#### SOURCE EXCERPT
======

Lets see the correlation between the population served and the waste water discharge rate

Code
WWT %>%
  dplyr::select(1,5,13,15) %>%
  ggplot(aes(x=POP_SERVED/1000,y=WASTE_DIS/1000)) +
    geom_point(size=0.6,alpha=0.3,pch=1) +
    geom_smooth(method="gam") +
    scale_x_continuous(trans="sqrt") +
    scale_y_continuous(trans="sqrt") +
    theme_bw(base_size = 15) +
    ylab("water discharge (m3 d-1) * 1000") +
    xlab("population served * 1000")

Okay that was pretty obvious although there is a fair bit of variation around the best fit line. Lets highlight some of the interesting outliers.

Code
WWT %>%
  dplyr::select(1,4,5,13,15) %>%
  ggplot(aes(x=POP_SERVED/1000,y=WASTE_DIS/1000)) +
    geom_point() +
    gghighlight(POP_SERVED/1000 > 6000 | WASTE_DIS/1000 >2000, label_key = COUNTRY) +
    scale_x_continuous(trans="sqrt") +
    scale_y_continuous(trans="sqrt") +
    theme_bw(base_size = 15) +
    ylab("water discharge (m3 d-1) * 1000") +
    xlab("population served * 1000")

======

#### AIM A
In the wastewater excerpt, which column does the second plot use as the label key for highlighted outliers?
#### AIM B
Pull out every line of the listing that contains the string “curved”, where case counts.

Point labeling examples
======

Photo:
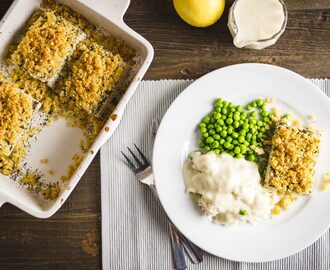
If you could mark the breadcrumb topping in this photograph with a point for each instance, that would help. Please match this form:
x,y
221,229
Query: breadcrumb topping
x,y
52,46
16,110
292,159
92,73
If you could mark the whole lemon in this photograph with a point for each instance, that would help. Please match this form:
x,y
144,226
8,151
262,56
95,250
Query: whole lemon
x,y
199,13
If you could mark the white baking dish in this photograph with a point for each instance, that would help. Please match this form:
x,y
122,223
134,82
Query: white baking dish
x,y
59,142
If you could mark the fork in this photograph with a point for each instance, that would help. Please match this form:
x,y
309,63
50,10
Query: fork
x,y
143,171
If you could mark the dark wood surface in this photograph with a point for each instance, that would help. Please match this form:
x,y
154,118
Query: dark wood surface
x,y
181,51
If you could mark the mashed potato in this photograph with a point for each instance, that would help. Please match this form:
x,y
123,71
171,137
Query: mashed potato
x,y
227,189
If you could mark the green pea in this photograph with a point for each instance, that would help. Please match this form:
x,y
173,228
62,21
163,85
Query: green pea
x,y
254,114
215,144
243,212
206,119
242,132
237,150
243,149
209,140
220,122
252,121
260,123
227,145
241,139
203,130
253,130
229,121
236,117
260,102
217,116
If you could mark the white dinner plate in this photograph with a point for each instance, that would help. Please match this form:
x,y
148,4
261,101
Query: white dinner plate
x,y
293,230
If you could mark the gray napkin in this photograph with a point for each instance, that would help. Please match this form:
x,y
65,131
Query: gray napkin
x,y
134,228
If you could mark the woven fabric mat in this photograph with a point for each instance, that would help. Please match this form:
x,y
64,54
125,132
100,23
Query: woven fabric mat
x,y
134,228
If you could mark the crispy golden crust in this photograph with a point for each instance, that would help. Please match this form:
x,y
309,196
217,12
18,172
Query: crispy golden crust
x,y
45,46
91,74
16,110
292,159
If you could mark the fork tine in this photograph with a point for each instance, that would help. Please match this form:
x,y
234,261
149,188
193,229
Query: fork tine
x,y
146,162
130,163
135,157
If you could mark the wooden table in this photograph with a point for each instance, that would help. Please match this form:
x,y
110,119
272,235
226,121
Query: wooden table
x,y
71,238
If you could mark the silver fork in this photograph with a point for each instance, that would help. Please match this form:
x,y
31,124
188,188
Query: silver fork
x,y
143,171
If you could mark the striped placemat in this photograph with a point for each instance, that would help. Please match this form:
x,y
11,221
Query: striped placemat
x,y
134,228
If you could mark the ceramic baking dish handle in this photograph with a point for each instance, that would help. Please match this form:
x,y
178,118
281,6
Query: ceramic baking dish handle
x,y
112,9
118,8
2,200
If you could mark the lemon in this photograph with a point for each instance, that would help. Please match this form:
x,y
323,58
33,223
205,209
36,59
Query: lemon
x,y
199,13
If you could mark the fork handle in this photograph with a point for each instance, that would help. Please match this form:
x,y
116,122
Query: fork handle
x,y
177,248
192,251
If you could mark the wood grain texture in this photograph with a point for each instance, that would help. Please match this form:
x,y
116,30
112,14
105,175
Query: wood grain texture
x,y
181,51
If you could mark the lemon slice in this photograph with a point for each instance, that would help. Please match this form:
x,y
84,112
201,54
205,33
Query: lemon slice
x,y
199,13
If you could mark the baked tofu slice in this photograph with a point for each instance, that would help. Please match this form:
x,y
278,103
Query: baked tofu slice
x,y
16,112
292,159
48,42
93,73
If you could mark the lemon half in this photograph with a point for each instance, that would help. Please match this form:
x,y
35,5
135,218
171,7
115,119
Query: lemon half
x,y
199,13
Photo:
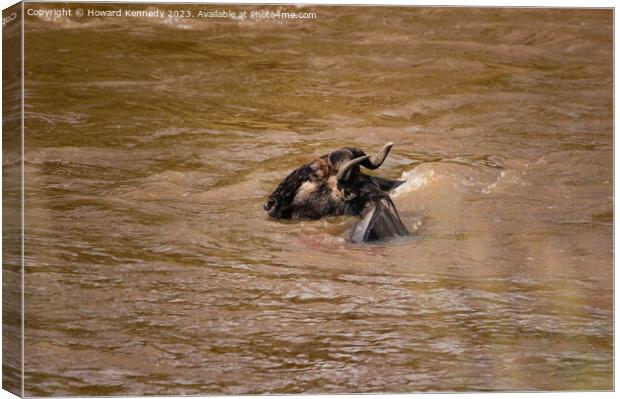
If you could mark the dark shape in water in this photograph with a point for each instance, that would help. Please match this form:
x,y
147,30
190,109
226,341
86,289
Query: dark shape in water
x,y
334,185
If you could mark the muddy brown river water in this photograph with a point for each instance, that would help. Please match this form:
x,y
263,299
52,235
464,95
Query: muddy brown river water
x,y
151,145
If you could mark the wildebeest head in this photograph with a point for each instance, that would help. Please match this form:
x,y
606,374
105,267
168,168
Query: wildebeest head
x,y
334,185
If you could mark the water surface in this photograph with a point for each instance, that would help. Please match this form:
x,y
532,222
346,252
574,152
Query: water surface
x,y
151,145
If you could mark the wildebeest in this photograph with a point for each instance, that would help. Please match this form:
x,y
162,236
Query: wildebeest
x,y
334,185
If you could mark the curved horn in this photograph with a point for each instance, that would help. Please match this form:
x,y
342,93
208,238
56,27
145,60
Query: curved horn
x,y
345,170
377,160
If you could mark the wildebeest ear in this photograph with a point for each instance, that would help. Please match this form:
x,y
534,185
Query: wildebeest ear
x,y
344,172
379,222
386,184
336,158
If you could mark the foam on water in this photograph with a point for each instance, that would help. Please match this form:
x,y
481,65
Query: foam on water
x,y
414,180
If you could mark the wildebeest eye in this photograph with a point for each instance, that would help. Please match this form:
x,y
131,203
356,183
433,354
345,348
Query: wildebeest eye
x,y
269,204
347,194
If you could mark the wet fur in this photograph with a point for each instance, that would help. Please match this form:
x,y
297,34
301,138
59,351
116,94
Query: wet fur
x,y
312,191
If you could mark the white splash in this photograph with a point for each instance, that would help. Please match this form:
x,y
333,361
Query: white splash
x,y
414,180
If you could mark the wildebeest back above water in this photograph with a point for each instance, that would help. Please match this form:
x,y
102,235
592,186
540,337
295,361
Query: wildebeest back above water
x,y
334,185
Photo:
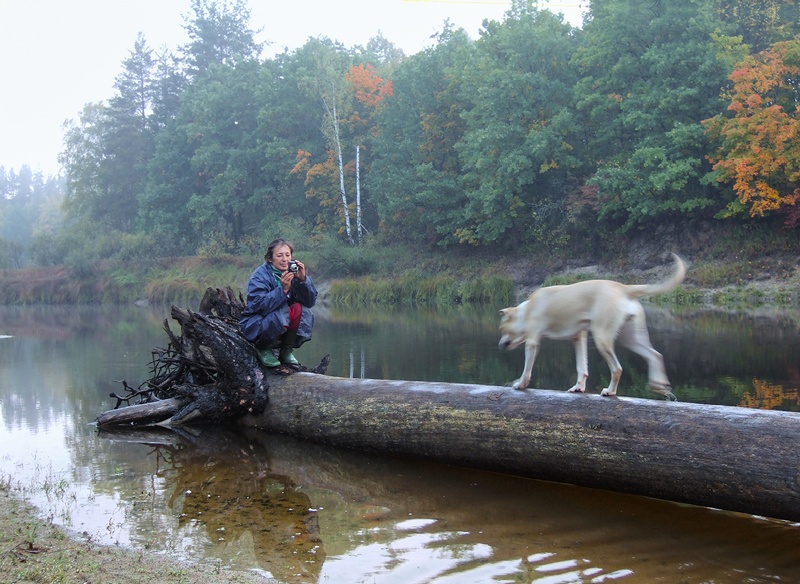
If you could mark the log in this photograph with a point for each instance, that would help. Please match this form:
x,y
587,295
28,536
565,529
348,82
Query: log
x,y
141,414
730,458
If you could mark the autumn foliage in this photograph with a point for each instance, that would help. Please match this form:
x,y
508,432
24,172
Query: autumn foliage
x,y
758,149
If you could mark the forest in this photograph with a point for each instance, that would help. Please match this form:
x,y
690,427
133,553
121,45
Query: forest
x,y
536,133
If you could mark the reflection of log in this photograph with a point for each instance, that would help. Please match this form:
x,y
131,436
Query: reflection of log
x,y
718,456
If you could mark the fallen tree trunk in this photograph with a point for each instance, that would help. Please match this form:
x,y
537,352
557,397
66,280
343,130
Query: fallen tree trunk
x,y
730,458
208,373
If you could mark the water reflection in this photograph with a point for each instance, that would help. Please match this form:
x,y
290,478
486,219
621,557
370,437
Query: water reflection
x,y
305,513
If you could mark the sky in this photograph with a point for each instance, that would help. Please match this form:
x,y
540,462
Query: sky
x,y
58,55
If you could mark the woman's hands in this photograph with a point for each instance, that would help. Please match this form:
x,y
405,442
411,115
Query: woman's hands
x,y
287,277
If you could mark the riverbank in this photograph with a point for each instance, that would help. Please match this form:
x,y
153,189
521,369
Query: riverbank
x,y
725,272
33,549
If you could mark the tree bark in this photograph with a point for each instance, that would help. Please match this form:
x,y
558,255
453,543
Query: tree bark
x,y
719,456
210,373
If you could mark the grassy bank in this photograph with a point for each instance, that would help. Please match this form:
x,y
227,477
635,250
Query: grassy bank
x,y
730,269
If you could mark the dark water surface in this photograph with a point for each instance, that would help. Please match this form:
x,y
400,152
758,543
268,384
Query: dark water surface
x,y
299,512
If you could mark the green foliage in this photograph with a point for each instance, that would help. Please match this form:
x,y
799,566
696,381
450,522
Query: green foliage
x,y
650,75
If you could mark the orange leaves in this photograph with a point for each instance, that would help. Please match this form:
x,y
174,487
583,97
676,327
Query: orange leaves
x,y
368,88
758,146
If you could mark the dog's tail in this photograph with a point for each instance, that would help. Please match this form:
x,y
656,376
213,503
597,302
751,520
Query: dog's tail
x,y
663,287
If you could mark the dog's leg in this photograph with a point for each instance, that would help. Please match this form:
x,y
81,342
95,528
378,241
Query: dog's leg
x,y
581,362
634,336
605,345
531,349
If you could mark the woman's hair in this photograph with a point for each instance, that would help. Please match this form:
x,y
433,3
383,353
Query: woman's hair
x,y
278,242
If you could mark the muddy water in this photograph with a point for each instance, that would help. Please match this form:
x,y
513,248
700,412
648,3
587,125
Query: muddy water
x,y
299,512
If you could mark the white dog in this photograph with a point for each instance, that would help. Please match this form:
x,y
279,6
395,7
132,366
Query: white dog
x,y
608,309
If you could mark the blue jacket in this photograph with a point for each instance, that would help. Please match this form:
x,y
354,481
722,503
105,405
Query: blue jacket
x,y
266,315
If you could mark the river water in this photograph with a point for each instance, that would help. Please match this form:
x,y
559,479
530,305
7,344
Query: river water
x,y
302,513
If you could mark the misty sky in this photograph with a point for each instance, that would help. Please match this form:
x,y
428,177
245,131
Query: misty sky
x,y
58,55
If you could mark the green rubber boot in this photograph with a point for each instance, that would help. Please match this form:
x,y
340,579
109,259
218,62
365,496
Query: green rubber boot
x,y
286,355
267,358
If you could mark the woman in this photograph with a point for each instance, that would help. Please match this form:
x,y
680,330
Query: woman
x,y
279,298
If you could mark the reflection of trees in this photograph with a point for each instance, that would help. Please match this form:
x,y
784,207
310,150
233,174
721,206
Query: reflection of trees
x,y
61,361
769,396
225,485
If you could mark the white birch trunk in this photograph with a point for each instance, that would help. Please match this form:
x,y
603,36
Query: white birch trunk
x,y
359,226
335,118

======

#### COMPLETE ANSWER A
COUNTRY

#### COMPLETE ANSWER B
If you could mark the curved horn in this photograph with a point for each instance, that would help. Please match this form:
Query: curved horn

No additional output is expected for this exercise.